**Entries supplied:**

* * *

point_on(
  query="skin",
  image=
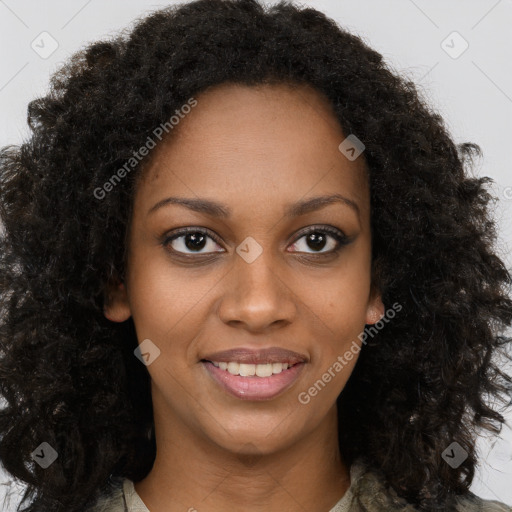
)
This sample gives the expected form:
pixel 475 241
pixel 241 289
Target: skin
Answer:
pixel 255 149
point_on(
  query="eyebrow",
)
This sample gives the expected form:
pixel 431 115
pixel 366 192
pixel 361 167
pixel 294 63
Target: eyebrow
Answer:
pixel 215 209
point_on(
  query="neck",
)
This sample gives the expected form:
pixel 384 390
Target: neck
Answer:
pixel 191 472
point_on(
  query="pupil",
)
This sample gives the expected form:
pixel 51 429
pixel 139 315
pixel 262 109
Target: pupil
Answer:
pixel 318 241
pixel 196 241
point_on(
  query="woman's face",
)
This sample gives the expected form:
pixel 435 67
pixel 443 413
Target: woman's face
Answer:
pixel 252 279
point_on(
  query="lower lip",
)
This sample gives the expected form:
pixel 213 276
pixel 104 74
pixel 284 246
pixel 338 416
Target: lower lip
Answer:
pixel 255 388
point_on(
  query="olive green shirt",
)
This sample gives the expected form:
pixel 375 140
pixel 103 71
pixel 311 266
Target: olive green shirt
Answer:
pixel 367 493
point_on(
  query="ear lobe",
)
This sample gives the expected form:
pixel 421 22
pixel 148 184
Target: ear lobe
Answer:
pixel 375 310
pixel 117 307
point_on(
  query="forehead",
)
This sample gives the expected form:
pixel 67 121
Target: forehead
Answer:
pixel 267 142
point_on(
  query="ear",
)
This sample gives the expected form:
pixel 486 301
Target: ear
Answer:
pixel 375 309
pixel 116 306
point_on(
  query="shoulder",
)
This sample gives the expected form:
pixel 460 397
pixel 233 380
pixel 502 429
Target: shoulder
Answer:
pixel 370 494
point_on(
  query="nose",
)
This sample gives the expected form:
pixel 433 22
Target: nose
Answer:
pixel 256 295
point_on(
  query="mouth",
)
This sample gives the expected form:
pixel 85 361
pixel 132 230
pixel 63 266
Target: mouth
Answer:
pixel 257 382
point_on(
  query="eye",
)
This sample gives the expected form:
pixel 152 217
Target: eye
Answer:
pixel 193 239
pixel 317 238
pixel 190 240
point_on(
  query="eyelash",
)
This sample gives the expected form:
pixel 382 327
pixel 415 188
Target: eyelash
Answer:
pixel 341 240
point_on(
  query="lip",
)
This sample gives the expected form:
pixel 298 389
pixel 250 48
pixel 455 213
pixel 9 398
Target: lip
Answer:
pixel 260 356
pixel 254 388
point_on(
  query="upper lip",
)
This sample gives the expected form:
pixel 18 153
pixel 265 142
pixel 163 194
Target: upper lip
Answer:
pixel 259 356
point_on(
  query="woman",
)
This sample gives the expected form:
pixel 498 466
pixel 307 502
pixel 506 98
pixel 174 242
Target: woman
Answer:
pixel 245 269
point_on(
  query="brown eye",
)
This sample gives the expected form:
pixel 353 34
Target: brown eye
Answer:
pixel 318 238
pixel 191 241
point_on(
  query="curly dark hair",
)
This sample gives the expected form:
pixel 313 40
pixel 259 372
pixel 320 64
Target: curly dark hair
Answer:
pixel 69 376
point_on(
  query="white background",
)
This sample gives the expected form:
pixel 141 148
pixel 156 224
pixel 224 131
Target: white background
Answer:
pixel 473 92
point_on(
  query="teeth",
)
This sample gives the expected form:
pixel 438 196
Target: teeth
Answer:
pixel 249 370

* * *

**The task:** Return the listing above unchanged, apart from dropping its pictures.

**Result below:**
point_on(
  query="skin",
  image=
)
This sample gives the expected form:
pixel 475 241
pixel 241 289
Target: skin
Answer:
pixel 255 149
point_on(
  query="eyebrow",
)
This sample gives the expected form:
pixel 431 115
pixel 366 192
pixel 361 167
pixel 294 63
Target: eyebrow
Answer:
pixel 215 209
point_on(
  query="neck",
)
This sample gives the expected form:
pixel 384 390
Target: neck
Answer:
pixel 191 472
point_on(
  query="pupil",
)
This sample gives the expected form:
pixel 51 429
pixel 139 315
pixel 262 109
Target: pupil
Answer:
pixel 318 241
pixel 196 241
point_on(
  query="woman's face",
)
This sample gives the expected form:
pixel 435 67
pixel 443 413
Target: woman's face
Answer:
pixel 252 279
point_on(
  query="lower lip",
)
This sample gives the expected form:
pixel 213 276
pixel 104 74
pixel 284 246
pixel 338 416
Target: lower lip
Answer:
pixel 255 388
point_on(
  query="olive green shirt",
)
This sample gives the expected form:
pixel 375 140
pixel 103 71
pixel 311 266
Target: olive green shirt
Answer:
pixel 367 493
point_on(
  query="ear lobe",
)
This sample gives the expected form:
pixel 421 22
pixel 148 184
Target: ear lobe
Answer:
pixel 375 310
pixel 117 307
point_on(
  query="forehead",
)
This sample gives the expected form:
pixel 67 121
Target: forehead
Answer:
pixel 267 142
point_on(
  query="ear",
)
This sample gives the expected form:
pixel 486 301
Target: ear
Answer:
pixel 375 309
pixel 116 306
point_on(
  query="shoulder",
)
This sample gives the expected form:
pixel 460 397
pixel 233 380
pixel 502 429
Target: shoulder
Answer:
pixel 370 494
point_on(
  query="nose",
)
This sample gives the expected form:
pixel 433 22
Target: nose
Answer:
pixel 256 295
point_on(
  query="mouth",
)
This sample gives the expected form:
pixel 85 361
pixel 132 230
pixel 63 266
Target: mouth
Answer:
pixel 257 382
point_on(
  query="eye",
)
This sample gives the expected form:
pixel 152 217
Target: eye
Answer:
pixel 193 239
pixel 317 238
pixel 190 240
point_on(
  query="eyelash",
)
This sample gives the expected form:
pixel 382 327
pixel 415 188
Target: eyelash
Answer:
pixel 341 240
point_on(
  query="lip",
)
This sample gives the expected form:
pixel 298 389
pixel 250 48
pixel 455 213
pixel 9 398
Target: lip
Answer:
pixel 260 356
pixel 254 388
point_on(
  query="upper lip",
)
This sample gives the expected form:
pixel 18 153
pixel 265 142
pixel 163 194
Target: upper lip
Answer:
pixel 259 356
point_on(
  query="woman",
)
This sample gives the expected form:
pixel 498 466
pixel 307 502
pixel 506 98
pixel 174 242
Target: woman
Answer:
pixel 245 269
point_on(
  query="brown eye",
)
This sample gives the expected form:
pixel 353 34
Target: brown eye
Answer:
pixel 318 238
pixel 191 241
point_on(
  query="curly dark hair",
)
This sample gives the expected form:
pixel 313 40
pixel 259 372
pixel 320 64
Target: curly dark hair
Answer:
pixel 69 376
point_on(
  query="white background",
)
This sample gives the expected form:
pixel 141 148
pixel 156 224
pixel 224 131
Target: white background
Answer:
pixel 473 92
point_on(
  query="teeth",
)
This sample gives the expected form:
pixel 438 196
Target: teeth
Answer:
pixel 249 370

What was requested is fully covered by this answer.